Gnightgirl dared her readership to write their own obituaries. This sounds like tempting fate, but luckily I don’t believe in fate, and I like morbidity (I’m a regular John Donne). Since I am going to outlive you all none of you will get to read it when it is printed, so consider this a sneak preview. You lucky, lucky things.
In Memory of Sir Sven, by Peter Hawkins. Published in ETHEL Monthly: August, 2110
This month we mark the tenth anniversary of the death of Sir Sven McCarthy-Stuart; author, playwright, actor, philanthropist and leading ETHEL campaigner. Sir Sven died of natural causes in 2100 at his Somerset country home; he was 121. He is most often remembered for his literary works, but his contribution to the lives of ordinary people in the twenty-second century is often underestimated.
━━━━━━━━
Copy out the passage of the self-written obituary starting at "Gnightgirl dared her" and ending at "lucky, lucky things.".

EXTRACTED MATERIAL -
━━━━━━━━
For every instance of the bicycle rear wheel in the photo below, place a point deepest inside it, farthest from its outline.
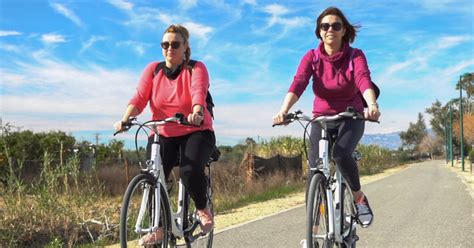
(317, 227)
(141, 191)
(204, 241)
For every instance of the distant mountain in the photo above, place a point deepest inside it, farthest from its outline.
(391, 141)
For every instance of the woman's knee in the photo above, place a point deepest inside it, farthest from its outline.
(342, 155)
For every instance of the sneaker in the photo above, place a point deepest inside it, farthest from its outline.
(152, 238)
(206, 218)
(364, 212)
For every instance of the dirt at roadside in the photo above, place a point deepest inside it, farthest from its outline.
(259, 210)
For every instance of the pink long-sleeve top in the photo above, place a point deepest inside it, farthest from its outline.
(170, 96)
(335, 86)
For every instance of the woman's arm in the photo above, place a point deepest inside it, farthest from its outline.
(290, 99)
(131, 111)
(373, 111)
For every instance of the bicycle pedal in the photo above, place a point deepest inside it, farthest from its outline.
(356, 238)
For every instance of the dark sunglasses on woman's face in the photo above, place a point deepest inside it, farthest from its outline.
(174, 44)
(335, 26)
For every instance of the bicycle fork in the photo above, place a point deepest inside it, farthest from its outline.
(324, 155)
(155, 207)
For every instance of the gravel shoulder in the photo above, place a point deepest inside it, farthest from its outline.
(256, 211)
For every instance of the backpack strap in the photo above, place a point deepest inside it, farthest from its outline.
(162, 65)
(315, 58)
(158, 68)
(209, 102)
(351, 61)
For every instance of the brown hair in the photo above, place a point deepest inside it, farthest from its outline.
(351, 30)
(179, 29)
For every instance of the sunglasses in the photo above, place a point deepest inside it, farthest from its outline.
(335, 26)
(174, 44)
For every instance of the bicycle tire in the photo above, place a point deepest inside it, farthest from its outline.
(317, 227)
(206, 240)
(131, 206)
(347, 219)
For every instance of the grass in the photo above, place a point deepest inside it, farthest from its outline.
(65, 208)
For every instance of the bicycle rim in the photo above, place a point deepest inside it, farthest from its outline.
(133, 198)
(317, 226)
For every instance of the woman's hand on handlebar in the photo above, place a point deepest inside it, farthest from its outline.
(196, 118)
(372, 112)
(279, 118)
(118, 126)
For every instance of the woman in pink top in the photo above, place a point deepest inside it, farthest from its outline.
(178, 88)
(340, 74)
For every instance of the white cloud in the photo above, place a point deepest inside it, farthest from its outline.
(10, 48)
(8, 33)
(88, 98)
(451, 41)
(69, 14)
(89, 43)
(275, 9)
(198, 30)
(250, 2)
(122, 4)
(277, 12)
(187, 4)
(138, 47)
(52, 38)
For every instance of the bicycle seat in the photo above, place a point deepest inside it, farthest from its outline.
(215, 155)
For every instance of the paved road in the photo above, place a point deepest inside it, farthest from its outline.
(425, 205)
━━━━━━━━
EXERCISE SOLUTION -
Gnightgirl dared her readership to write their own obituaries. This sounds like tempting fate, but luckily I don’t believe in fate, and I like morbidity (I’m a regular John Donne). Since I am going to outlive you all none of you will get to read it when it is printed, so consider this a sneak preview. You lucky, lucky things.